Try it: Please use the article on cuffing season to answer: what kind of therapy does Peak Resilience specialize in?
=== Document text ===
Shocker! ‘Cuffing Season’ Might Just Be Another Product of the Patriarchy

The days are shorter, the nights are longer, and all the folks who “weren’t ready for a relationship” in the summertime are posting adorable couple pics under twinkly lights. It’s not you, it’s cuffing season. Maybe.

I took a break from scrolling through cute and not-at-all-self-indulgent couple photos (were they my own? I won’t tell) to chat with Jennifer Hollinshead, founder and clinical director of Peak Resilience Therapy. Peak Resilience is a local counselling practise that specializes in intersectional feminist therapy. To Hollinshead, that means “looking at an individual’s mental health from a holistic perspective, while also taking into account the society and the world we live in, and how that might be impacting someone’s mental health.” It makes perfect sense (because unless you’re the giant spider that made the mistake of being in my bedroom yesterday, you don’t experience life in a vacuum). It’s a complicated world we live in, and sure, I might be stressed about my relationship, but I’m also stressed about climate change, being renovicted, and the movie Cats. All pieces of the 2020 pie.

Hollinshead can’t say she’s noticed a trend of her clients getting into more relationships during the wintertime than during the warmer months—”but that being said, we haven’t taken any specific data on it,” she notes. “However, there is a lot of pressure to couple up during the winter season.”
=== Listed entries ===
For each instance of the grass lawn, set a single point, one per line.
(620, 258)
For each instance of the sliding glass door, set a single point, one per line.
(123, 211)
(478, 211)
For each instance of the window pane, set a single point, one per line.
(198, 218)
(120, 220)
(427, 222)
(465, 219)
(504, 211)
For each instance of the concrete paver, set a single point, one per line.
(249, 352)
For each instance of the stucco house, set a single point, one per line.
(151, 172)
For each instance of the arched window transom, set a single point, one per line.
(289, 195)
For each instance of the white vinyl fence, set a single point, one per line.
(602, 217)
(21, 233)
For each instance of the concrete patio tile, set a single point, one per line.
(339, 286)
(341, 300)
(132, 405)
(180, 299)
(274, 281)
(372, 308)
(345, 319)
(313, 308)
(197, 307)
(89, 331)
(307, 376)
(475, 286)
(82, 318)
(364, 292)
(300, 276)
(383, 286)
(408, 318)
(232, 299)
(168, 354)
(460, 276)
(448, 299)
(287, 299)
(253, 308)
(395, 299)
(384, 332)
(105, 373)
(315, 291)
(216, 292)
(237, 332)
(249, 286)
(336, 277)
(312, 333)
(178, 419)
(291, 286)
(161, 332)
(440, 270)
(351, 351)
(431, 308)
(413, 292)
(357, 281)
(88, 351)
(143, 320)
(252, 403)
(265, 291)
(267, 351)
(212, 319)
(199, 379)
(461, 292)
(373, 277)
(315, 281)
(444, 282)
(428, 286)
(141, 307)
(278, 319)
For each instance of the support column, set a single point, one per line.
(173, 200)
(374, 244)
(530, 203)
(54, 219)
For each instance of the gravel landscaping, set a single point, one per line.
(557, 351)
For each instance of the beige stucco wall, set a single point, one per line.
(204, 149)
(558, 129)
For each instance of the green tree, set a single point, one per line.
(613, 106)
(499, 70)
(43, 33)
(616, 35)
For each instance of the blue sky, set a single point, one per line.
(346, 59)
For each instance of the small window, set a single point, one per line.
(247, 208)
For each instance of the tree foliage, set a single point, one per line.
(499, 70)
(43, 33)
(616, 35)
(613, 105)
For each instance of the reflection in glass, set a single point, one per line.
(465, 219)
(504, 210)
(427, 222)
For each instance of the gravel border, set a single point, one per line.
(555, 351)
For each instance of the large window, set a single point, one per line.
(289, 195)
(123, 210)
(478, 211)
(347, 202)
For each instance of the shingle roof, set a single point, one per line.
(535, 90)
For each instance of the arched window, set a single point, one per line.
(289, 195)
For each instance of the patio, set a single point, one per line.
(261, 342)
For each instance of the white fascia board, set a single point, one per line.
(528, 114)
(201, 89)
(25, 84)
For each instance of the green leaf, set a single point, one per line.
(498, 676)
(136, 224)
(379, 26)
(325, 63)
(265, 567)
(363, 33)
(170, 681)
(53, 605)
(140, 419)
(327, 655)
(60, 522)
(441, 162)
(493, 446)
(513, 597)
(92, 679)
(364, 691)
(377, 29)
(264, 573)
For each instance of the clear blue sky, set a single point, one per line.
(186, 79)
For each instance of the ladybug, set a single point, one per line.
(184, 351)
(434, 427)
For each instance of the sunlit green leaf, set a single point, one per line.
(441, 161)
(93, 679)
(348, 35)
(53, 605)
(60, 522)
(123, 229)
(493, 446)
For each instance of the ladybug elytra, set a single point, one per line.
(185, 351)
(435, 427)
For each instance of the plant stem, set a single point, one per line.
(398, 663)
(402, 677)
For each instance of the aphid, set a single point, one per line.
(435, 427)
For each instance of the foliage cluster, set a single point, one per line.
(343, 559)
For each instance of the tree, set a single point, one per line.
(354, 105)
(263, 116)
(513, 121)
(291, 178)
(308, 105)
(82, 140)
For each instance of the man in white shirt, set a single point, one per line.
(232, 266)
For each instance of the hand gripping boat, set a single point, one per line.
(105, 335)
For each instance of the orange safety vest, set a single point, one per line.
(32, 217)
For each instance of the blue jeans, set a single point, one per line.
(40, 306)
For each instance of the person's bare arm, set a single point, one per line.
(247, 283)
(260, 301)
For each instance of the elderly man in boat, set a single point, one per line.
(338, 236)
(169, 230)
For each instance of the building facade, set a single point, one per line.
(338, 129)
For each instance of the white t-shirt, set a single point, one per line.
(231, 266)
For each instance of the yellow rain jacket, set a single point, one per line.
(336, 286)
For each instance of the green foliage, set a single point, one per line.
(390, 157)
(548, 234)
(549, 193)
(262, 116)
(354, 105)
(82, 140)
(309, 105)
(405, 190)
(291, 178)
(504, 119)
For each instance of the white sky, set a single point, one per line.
===
Output for this exercise: Intersectional feminist therapy.